-------- QUOTED PASSAGE --------
Germany's top security and law officials have agreed to a plan to enact new computer surveillance regulations. But Muslim leaders fear imams could face more scrutiny than their Christian counterparts.
Top security and law officials in Germany this week established new guidelines on surveillance of computers in cases of terrorism or serious crimes.
The framework, which was designed by Interior Minister Wolfgang Schäuble of the center-right Christian Democrats (CDU) and Justice Minister Brigitte Zypries of the center-left Social Democrats (SPD), allows federal security officials to monitor computers only in cases related to terrorism or other serious crimes.
The new framework complies with a legal ruling made by the country's highest court in February, and resolves a debate between conservatives and the SPD in Germany's ruling Grand Coalition government.
"No more decisive sticking points stand in our way," said Dieter Wiefelspütz, the domestic policy expert of the SPD.
But leaders from Germany's Muslim community say that the regulations could subject Muslim imams to surveillance from which Christian clergy are exempt.
--------
■ AIM A
In the article on Germany's computer surveillance rules, which two ministers designed the new framework?
-------- SUPPLIED MATERIAL --------
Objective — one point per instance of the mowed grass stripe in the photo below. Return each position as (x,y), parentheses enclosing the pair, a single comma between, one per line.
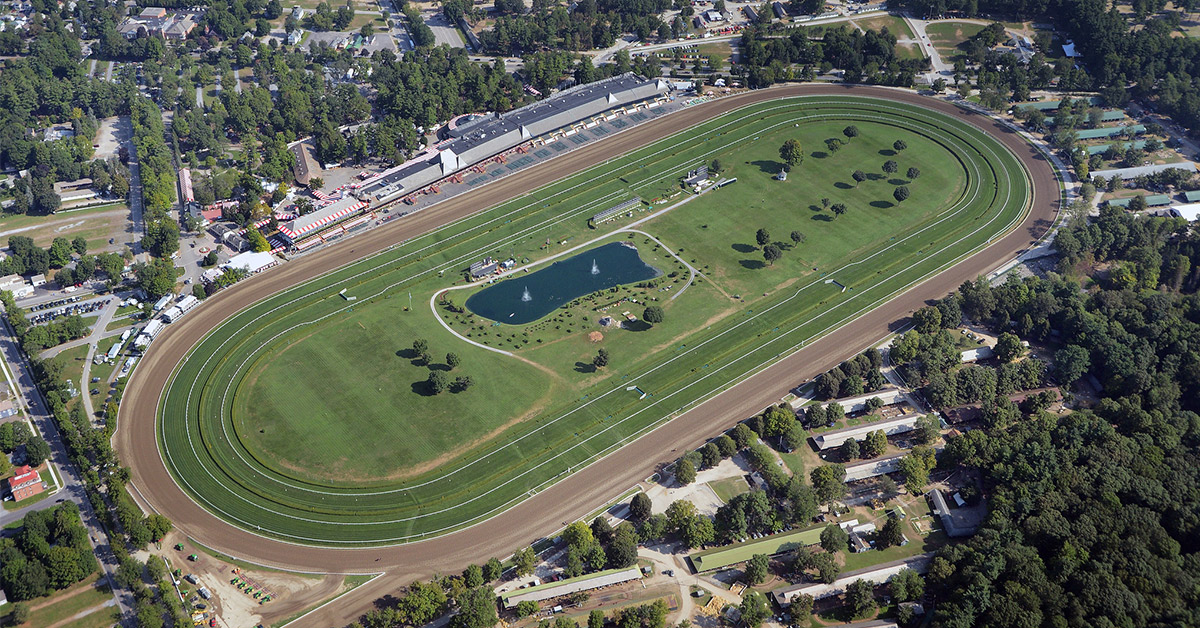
--------
-------- SUPPLIED MATERIAL --------
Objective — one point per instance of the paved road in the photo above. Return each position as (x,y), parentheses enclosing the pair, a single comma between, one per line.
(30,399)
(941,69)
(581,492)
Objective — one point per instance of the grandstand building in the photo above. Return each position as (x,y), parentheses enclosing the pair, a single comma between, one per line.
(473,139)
--------
■ AIM B
Tally the lines of the entries that contain the word "instance" and give only that number.

■ PROBLEM SOLUTION A
Interior Minister Wolfgang Schäuble and Justice Minister Brigitte Zypries.

■ PROBLEM SOLUTION B
3